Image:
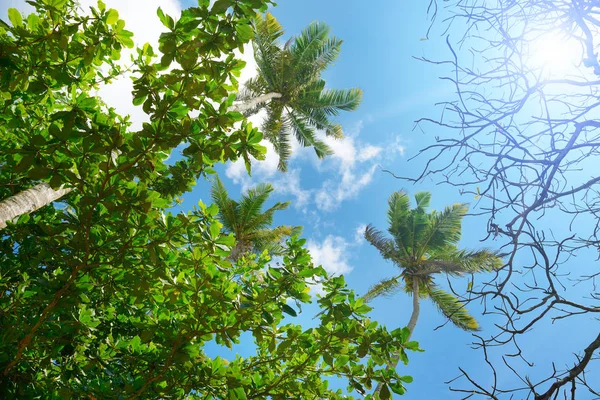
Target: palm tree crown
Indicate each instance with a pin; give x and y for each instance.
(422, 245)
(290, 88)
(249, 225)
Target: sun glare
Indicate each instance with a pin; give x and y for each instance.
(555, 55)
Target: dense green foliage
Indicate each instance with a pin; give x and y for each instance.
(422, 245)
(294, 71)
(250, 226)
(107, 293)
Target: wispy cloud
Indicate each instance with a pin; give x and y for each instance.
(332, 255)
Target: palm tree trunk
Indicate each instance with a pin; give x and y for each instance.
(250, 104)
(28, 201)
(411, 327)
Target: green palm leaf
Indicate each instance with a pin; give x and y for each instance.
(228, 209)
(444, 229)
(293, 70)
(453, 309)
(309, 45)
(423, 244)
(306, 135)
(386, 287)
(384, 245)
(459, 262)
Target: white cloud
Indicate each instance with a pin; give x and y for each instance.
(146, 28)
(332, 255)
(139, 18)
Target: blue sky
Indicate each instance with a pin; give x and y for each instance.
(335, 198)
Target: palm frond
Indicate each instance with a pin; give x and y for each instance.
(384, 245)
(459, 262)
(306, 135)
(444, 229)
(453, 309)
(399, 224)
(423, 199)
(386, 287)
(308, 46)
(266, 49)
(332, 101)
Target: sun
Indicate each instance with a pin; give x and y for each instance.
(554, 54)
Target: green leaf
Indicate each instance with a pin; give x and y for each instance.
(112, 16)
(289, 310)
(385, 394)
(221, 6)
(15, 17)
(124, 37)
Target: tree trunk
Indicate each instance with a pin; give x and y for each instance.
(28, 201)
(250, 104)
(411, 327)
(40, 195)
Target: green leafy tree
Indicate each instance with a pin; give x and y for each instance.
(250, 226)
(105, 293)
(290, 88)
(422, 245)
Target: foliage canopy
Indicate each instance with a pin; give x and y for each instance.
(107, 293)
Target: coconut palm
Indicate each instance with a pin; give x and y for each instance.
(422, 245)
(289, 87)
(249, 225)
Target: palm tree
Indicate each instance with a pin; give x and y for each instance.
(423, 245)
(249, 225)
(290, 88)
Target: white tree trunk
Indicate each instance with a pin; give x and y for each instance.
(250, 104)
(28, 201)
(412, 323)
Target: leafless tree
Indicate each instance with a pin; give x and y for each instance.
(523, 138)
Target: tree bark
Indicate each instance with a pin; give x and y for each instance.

**Problem to work on:**
Every entry in the listing is to be duplicated precisely, except for its pictures.

**Expected answer:**
Image:
Target: palm tree crown
Indicate each instance with a pin; give x and y for each instance.
(422, 245)
(290, 88)
(249, 225)
Target: sun glare
Indicate each instance with a pin; give x and y for each instance.
(555, 55)
Target: dense green foliage
Indicate each instance with a pin; give x and y for each instance.
(422, 245)
(294, 71)
(250, 226)
(107, 293)
Target: wispy cloud
Indicate each instance with a pin; give x and y for each instance.
(332, 255)
Target: palm tree trunk
Indicate each instance with a pin; give x and y for each instance.
(250, 104)
(28, 201)
(411, 327)
Target: green palm leaf
Indicate each instance with a pin; give x and y for each instance.
(228, 209)
(444, 229)
(293, 70)
(453, 309)
(309, 45)
(423, 244)
(306, 135)
(386, 287)
(384, 245)
(459, 262)
Target: white cloud
Indicate each instance with a pin; give x and y for each instance.
(146, 28)
(332, 255)
(139, 18)
Target: blue sky
Indicate each instance with a pin; give x and y for each instance.
(335, 198)
Target: palm frond
Indicate each instance with a pin; give x and y for each instance.
(384, 245)
(459, 262)
(306, 135)
(444, 229)
(453, 309)
(399, 224)
(423, 199)
(386, 287)
(308, 46)
(266, 49)
(332, 101)
Target: sun
Indicate each instance with a pin; give x and y for each instance.
(554, 54)
Target: green leaf
Indicate each instance with a pin; give x and y for each instance.
(112, 16)
(289, 310)
(385, 394)
(221, 6)
(15, 17)
(124, 37)
Target: tree trunk
Indicate each instance with a pin; give x and y for each instance.
(28, 201)
(250, 104)
(411, 327)
(40, 195)
Target: green leafy tree
Indicate each instance with a pin; give x and y for each instance.
(250, 226)
(105, 293)
(290, 88)
(422, 245)
Target: foliage canopy
Indicate each instance with a pin; give x and y for each instance.
(107, 293)
Target: coconut palm
Indicate each instance with a pin; give x and y for each instance.
(422, 245)
(289, 87)
(249, 225)
Target: palm tree
Indicate each instance with a pin; give x and y for each instance.
(423, 245)
(249, 225)
(290, 88)
Target: white tree trunk
Indicate each instance with a pin; give x and y for each instance.
(250, 104)
(28, 201)
(412, 323)
Target: leafless tree
Indicate each instance with a pin; give x and y for each instance.
(523, 138)
Target: tree bark
Indicate each instance with a pin; give x and y for each instance.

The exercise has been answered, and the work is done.